▸ To be done
a) Please answer these from the Hella Jongerius text, one per line:
(i) In which town was Jongerius born?
(ii) In what year did she graduate from the Eindhoven Design Academy?
(iii) Which museum hosted the Self Manufacturing Designers exhibition?
b) Go on with the Hella Jongerius text, picking up right after its last sentence.

▸ Excerpt to read
>> begin

Sunday, December 7, 2008

Hella Jongerius


Regarded as the leading woman designer of our time, Hella Jongerius' achievements have been likened to those of great women designers of the past such as Charlotte Perriand and Eileen Gray. Unusual in industrial design, Hella Jongerius' work has an emotional quality. Her unconventional combinations of materials and techniques ensure that objects such as her Giant Prince embroidered ceramic vase or the part-ceramic, part-glass Groove and Long Neck bottle not only fulfill a practical function, but express the contradictions of contemporary life.

Born in the Dutch town of De Meern in 1963, Jongerius studied industrial design at the prestigious Eindhoven Design Academy. She graduated from Eindhoven in 1993 and participated in the first Droog Design exhibition at the Milan Furniture Fair with Bath Mat. Her work with Droog Design continued with the 1994 design of the Soft Urn and Soft Vase series fo polyurethane vases.


She has quickly made a name for herself on the art scene with the work she exhibited in the Mutant Materials in Contemporary Design exhibition at the Museum of Modern Art in New York in 1995, the Self Manufacturing Designers exhibition at the Stedelijk Museum in Amsterdam and the Thresholds in Contemporary Design from the Netherlands exhibition, also at MOMA, in 1996.

>> end

▸ Provided data
>> begin

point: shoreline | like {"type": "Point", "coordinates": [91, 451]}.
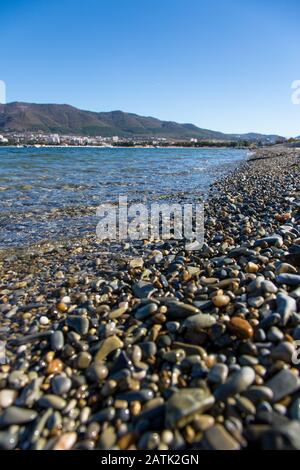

>> end

▸ Written answers
a)
(i) De Meern
(ii) 1993
(iii) The Stedelijk Museum in Amsterdam

b)
While continuing to work with industrial materials and processes, she began experimenting with traditional craft techniques in ceramics, textiles and glass. By fusing craftsmanship with advanced technology and celebrating the imperfection of found objects and used materials, she has explored the blurring of boundaries between the old and the new, and high-tech and low-tech. In 1998, she returned to the Eindhoven Design Academy, this time as a professor. At the same time, she developed the b-set collection of intentionally imperfect industrially produced tableware for the Royal Tichelaar Makkum. Since then, she has continued on with several more museum exhibitions, winning such awards the the Rotterdam Design Prize (for her piece Repeat).


In 2000, Jongerius founded her own firm in Rotterdam, named JongeriusLab, producing a unique wealth of textiles, crockery, and furniture. Her designs combine new technological achievements with the uniqueness and importance that only handmade historic objects possess. Says Jongerius, "I'm trying to make products that can be loved and that people want to own their whole lives to and then pass them on to the family."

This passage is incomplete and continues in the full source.